Saved data entries >>
┄┄┄┄┄┄

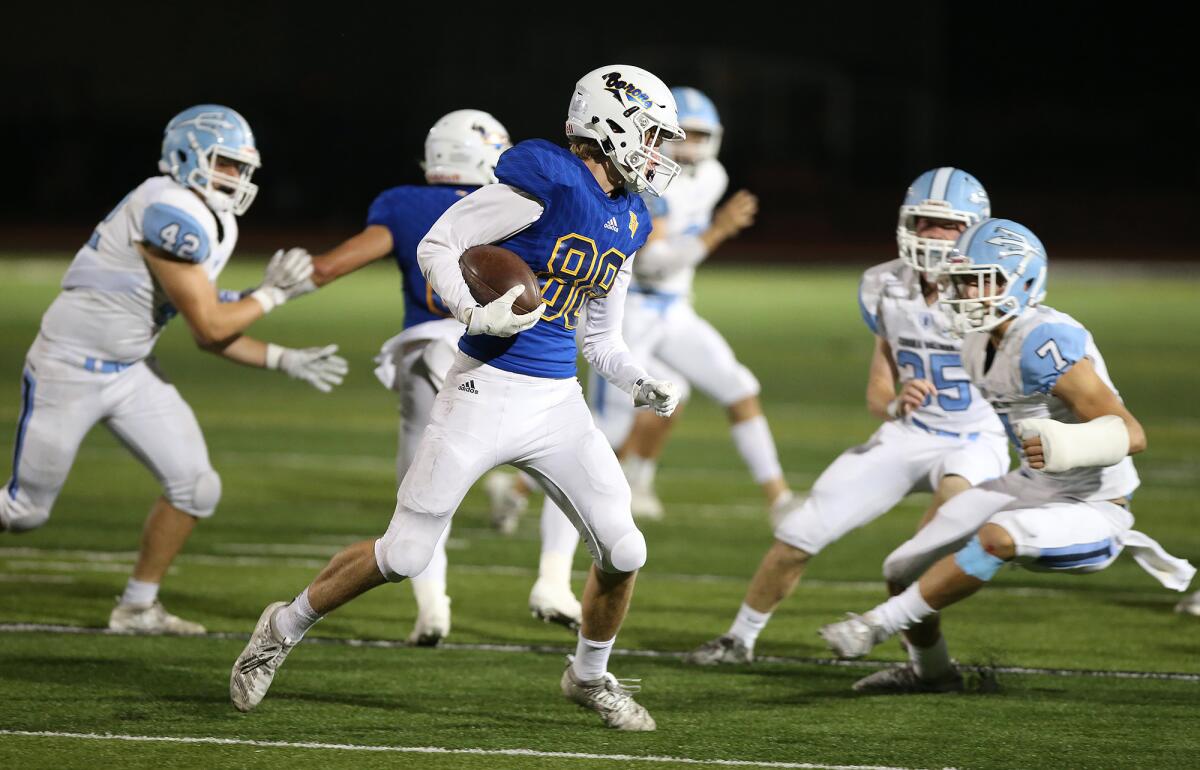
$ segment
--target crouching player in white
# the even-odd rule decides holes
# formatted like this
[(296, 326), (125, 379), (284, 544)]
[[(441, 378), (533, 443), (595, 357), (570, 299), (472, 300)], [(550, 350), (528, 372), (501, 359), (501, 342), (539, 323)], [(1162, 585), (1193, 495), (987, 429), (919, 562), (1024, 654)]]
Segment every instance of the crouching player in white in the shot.
[[(725, 407), (738, 454), (763, 490), (778, 518), (792, 500), (779, 465), (779, 454), (759, 402), (759, 384), (729, 343), (692, 307), (696, 268), (726, 240), (754, 223), (758, 200), (746, 190), (725, 203), (729, 176), (717, 160), (722, 126), (717, 108), (695, 88), (671, 89), (679, 105), (679, 125), (687, 139), (667, 153), (682, 167), (670, 191), (646, 201), (654, 232), (633, 268), (625, 303), (625, 338), (630, 351), (655, 377), (686, 388), (691, 384)], [(633, 491), (633, 513), (663, 516), (654, 489), (658, 458), (666, 446), (671, 420), (636, 413), (619, 390), (594, 376), (589, 401), (596, 423), (614, 447)], [(687, 391), (681, 394), (686, 398)], [(674, 418), (672, 418), (674, 419)]]
[(290, 350), (242, 336), (303, 291), (312, 271), (307, 253), (277, 254), (245, 298), (218, 296), (215, 282), (237, 243), (237, 216), (258, 190), (250, 182), (258, 167), (254, 135), (238, 113), (206, 104), (176, 115), (163, 139), (163, 175), (140, 184), (97, 225), (25, 359), (0, 530), (25, 532), (46, 522), (83, 437), (98, 422), (163, 486), (133, 576), (109, 618), (117, 631), (204, 633), (158, 602), (171, 561), (221, 497), (196, 417), (151, 355), (167, 321), (182, 313), (205, 350), (283, 370), (321, 390), (346, 371), (335, 346)]
[[(933, 492), (924, 525), (946, 500), (1008, 470), (1004, 428), (967, 381), (961, 340), (937, 306), (936, 271), (988, 211), (982, 185), (960, 169), (932, 169), (909, 186), (896, 229), (900, 258), (867, 270), (859, 286), (863, 322), (875, 335), (867, 408), (883, 425), (834, 460), (779, 523), (733, 625), (687, 662), (749, 663), (771, 613), (826, 546), (913, 491)], [(936, 626), (909, 638), (917, 670), (939, 687), (960, 685), (938, 638)]]
[[(417, 246), (446, 209), (486, 184), (496, 182), (500, 154), (510, 148), (508, 130), (480, 110), (455, 110), (438, 119), (425, 138), (426, 185), (404, 185), (384, 190), (371, 203), (367, 226), (358, 235), (313, 258), (312, 280), (324, 286), (376, 260), (392, 256), (403, 281), (404, 331), (389, 339), (380, 351), (376, 374), (399, 395), (400, 430), (396, 449), (396, 483), (412, 465), (421, 434), (429, 425), (438, 390), (454, 364), (458, 340), (466, 327), (446, 307), (421, 274)], [(561, 511), (542, 529), (552, 535), (543, 550), (565, 551), (568, 565), (556, 583), (555, 596), (579, 620), (579, 602), (571, 593), (570, 560), (579, 535)], [(408, 641), (433, 646), (450, 633), (450, 597), (446, 593), (446, 539), (442, 532), (425, 571), (413, 576), (417, 621)], [(565, 541), (565, 544), (564, 544)], [(543, 561), (545, 561), (543, 556)], [(557, 614), (565, 617), (562, 612)]]
[(1146, 448), (1146, 434), (1122, 403), (1087, 329), (1039, 304), (1047, 265), (1037, 237), (1010, 220), (986, 220), (962, 234), (945, 270), (951, 282), (945, 306), (966, 334), (963, 366), (1011, 426), (1021, 467), (943, 505), (888, 556), (885, 576), (908, 588), (821, 629), (841, 657), (866, 655), (927, 622), (1010, 562), (1039, 571), (1097, 572), (1128, 549), (1168, 588), (1184, 590), (1195, 574), (1132, 529), (1129, 503), (1138, 475), (1129, 455)]
[[(564, 695), (611, 727), (654, 729), (630, 689), (607, 673), (646, 561), (646, 540), (634, 525), (620, 464), (575, 379), (575, 325), (587, 305), (588, 362), (635, 403), (663, 416), (674, 410), (674, 386), (650, 379), (629, 354), (621, 313), (633, 254), (650, 224), (638, 193), (661, 192), (677, 173), (658, 145), (682, 131), (662, 81), (612, 65), (576, 85), (567, 135), (570, 150), (532, 140), (505, 152), (496, 166), (500, 184), (451, 206), (418, 247), (422, 272), (467, 333), (400, 484), (387, 532), (335, 556), (290, 604), (263, 611), (230, 674), (238, 709), (262, 700), (285, 656), (322, 615), (385, 581), (419, 575), (470, 486), (491, 468), (510, 464), (547, 490), (595, 559), (576, 655), (561, 679)], [(487, 243), (512, 250), (539, 275), (542, 306), (514, 315), (519, 286), (488, 305), (475, 304), (458, 259)]]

┄┄┄┄┄┄

Work item >> All that is wanted is the stretch of lines above from the one containing "--target crouching player in white" through the one containing "562), (1024, 654)]]", duplicated exactly.

Answer area >>
--target crouching player in white
# the even-odd rule decides holes
# formatted like this
[(296, 326), (125, 379), (284, 544)]
[[(441, 378), (533, 443), (595, 357), (570, 299), (472, 300)], [(550, 350), (528, 372), (501, 359), (501, 342), (539, 323)], [(1162, 585), (1193, 495), (987, 429), (919, 562), (1024, 654)]]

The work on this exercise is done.